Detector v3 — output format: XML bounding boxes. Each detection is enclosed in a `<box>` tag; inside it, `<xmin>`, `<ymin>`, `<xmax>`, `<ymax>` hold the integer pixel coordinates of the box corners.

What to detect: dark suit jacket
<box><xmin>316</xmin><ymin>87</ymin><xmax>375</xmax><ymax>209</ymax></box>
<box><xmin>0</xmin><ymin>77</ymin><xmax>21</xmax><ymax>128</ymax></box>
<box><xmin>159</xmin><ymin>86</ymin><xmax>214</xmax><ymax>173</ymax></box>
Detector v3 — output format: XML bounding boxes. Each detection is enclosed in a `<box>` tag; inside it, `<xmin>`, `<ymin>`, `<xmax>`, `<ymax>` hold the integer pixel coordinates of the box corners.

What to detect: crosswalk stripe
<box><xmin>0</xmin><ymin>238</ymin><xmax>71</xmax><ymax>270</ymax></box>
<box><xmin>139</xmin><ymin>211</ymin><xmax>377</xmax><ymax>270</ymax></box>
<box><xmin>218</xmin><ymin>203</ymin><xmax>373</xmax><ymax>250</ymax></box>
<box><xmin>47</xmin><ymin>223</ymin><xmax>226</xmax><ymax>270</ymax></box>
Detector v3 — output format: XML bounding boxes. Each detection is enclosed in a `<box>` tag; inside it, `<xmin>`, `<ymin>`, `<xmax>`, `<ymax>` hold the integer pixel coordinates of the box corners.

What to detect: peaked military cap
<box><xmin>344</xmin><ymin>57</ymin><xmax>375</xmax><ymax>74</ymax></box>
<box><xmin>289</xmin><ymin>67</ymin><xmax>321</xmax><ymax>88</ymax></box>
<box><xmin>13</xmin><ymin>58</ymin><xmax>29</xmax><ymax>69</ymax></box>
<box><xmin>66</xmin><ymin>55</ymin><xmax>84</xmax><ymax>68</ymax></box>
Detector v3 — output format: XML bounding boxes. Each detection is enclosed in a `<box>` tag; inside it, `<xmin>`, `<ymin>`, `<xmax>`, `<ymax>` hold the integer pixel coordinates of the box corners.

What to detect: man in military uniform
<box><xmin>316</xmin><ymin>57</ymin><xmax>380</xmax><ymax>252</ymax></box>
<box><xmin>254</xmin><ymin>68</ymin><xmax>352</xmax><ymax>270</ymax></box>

(Requisito) Reúne cada línea de los datos anteriores en la que aparezca la palabra "military".

(Respuesta)
What to detect: peaked military cap
What to detect: man in military uniform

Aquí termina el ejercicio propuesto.